(What to work on) Rewrite the records between the lines holding "If you could mark the window" and "<point>507,202</point>", inclusive, as a two-column CSV with the header row instruction,output. Give one row per record, with its text and its answer each in a single quoted field and line breaks replaced by spaces.

○ ○ ○ ○ ○

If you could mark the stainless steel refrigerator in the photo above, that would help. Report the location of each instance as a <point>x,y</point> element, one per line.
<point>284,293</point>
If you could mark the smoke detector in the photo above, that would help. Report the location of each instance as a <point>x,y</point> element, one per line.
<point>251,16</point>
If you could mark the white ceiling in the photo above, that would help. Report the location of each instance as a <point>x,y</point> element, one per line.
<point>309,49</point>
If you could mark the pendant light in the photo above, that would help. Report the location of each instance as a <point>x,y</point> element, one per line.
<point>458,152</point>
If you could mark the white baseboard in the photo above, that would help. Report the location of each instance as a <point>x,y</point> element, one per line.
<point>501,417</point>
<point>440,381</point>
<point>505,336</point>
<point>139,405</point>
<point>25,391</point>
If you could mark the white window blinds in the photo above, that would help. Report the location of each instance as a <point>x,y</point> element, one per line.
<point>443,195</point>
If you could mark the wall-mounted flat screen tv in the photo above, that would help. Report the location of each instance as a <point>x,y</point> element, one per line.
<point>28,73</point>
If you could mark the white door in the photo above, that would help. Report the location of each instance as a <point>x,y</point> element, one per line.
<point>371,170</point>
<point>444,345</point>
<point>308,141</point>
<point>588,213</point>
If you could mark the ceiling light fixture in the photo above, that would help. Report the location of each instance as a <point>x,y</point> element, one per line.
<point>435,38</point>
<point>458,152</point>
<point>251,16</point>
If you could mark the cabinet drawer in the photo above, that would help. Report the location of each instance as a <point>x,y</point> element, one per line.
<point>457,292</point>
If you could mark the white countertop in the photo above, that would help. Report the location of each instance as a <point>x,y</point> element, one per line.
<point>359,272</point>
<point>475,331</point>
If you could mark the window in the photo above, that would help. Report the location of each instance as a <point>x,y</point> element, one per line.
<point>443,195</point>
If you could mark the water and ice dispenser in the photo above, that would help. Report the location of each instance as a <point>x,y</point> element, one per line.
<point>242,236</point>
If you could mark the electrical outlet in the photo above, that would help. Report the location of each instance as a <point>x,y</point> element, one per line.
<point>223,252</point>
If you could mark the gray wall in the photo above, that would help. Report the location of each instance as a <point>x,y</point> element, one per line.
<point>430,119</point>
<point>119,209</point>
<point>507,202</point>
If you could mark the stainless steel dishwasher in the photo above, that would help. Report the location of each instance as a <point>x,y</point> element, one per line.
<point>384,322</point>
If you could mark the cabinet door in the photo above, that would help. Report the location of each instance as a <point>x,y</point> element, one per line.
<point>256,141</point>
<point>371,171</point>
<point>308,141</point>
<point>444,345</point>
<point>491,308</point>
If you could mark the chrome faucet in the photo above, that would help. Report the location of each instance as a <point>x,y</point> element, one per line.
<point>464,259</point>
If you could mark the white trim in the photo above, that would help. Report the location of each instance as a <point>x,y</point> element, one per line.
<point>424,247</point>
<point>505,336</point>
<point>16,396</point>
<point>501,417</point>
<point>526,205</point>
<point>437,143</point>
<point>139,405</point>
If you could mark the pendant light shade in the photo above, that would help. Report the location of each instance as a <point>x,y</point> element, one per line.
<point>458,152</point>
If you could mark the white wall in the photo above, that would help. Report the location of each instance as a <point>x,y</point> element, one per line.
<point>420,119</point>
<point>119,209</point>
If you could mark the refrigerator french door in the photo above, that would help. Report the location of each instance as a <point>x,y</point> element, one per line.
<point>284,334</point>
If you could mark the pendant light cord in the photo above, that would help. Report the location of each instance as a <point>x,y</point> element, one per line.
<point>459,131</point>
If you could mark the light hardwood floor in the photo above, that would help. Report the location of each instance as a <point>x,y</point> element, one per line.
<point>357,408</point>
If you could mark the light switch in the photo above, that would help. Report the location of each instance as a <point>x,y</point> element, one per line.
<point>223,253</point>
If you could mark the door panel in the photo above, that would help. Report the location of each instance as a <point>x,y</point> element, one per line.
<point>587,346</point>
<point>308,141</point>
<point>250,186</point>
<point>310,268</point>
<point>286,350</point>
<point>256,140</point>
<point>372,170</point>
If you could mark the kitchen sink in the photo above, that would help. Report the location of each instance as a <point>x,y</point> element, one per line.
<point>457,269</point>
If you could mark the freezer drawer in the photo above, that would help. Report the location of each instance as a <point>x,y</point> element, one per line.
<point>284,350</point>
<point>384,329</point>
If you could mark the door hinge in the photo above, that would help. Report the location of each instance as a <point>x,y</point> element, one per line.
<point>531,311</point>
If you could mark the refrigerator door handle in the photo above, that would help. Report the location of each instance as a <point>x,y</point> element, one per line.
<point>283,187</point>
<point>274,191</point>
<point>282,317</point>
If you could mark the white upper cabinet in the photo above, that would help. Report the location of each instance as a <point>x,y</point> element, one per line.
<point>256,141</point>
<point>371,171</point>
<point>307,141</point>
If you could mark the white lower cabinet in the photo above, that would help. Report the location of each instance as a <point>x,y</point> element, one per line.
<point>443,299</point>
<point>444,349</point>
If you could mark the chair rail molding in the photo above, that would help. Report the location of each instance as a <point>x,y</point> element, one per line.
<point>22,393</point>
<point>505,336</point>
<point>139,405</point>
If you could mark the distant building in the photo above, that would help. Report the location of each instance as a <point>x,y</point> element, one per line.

○ ○ ○ ○ ○

(Written response)
instruction,output
"If you could mark the window in the photo above, that would help. Report the location of each instance as a <point>x,y</point> element, one per line.","<point>443,195</point>"
"If you could mark the water and ice dispenser in the photo above, that would help. Report the location of each instance as a <point>x,y</point> element, one per line.","<point>242,236</point>"
"If you could mark the electrical outlet in the photo above, that would help. Report the location of each instance as a <point>x,y</point> element, one per line.","<point>223,252</point>"
"If you could mark the gray wall in the photo above, that would help. Report the location of each instance as a <point>x,y</point> element, one per line.","<point>430,119</point> <point>119,209</point> <point>507,202</point>"